Aim >> Return each line in the listing below that contains the word "blue". Case counts.

Available records >>

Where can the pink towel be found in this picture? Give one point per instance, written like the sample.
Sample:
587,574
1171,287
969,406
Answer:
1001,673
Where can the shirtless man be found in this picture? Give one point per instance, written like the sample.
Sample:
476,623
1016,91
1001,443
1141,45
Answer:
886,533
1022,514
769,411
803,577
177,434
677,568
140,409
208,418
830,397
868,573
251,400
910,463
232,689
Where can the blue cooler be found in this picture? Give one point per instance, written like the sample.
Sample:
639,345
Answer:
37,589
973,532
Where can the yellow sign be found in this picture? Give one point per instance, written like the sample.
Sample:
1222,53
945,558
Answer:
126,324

...

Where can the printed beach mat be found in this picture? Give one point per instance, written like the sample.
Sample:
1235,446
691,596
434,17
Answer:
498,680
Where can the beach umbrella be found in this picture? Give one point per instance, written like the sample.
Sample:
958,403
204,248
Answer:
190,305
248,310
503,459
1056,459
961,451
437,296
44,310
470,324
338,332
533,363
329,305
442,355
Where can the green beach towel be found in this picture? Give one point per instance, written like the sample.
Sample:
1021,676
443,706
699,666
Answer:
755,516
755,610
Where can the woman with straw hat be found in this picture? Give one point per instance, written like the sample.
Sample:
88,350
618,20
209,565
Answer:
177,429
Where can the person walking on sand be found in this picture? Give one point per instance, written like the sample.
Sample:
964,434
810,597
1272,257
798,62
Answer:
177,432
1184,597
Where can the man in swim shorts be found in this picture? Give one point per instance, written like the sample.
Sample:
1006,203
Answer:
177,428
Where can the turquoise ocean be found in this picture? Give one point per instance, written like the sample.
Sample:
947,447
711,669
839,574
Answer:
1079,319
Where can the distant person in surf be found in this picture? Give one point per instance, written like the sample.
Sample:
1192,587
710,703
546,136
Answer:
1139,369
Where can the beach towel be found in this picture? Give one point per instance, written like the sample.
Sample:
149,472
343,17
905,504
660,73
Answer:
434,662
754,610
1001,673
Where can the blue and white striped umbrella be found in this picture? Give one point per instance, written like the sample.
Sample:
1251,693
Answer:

Solution for this problem >>
Where can the blue cooler be found in this picture? Give one point per instance, written like the sample.
Where can the blue and white striped umbrella be found in this picture? Give one point per instance, written like the sample.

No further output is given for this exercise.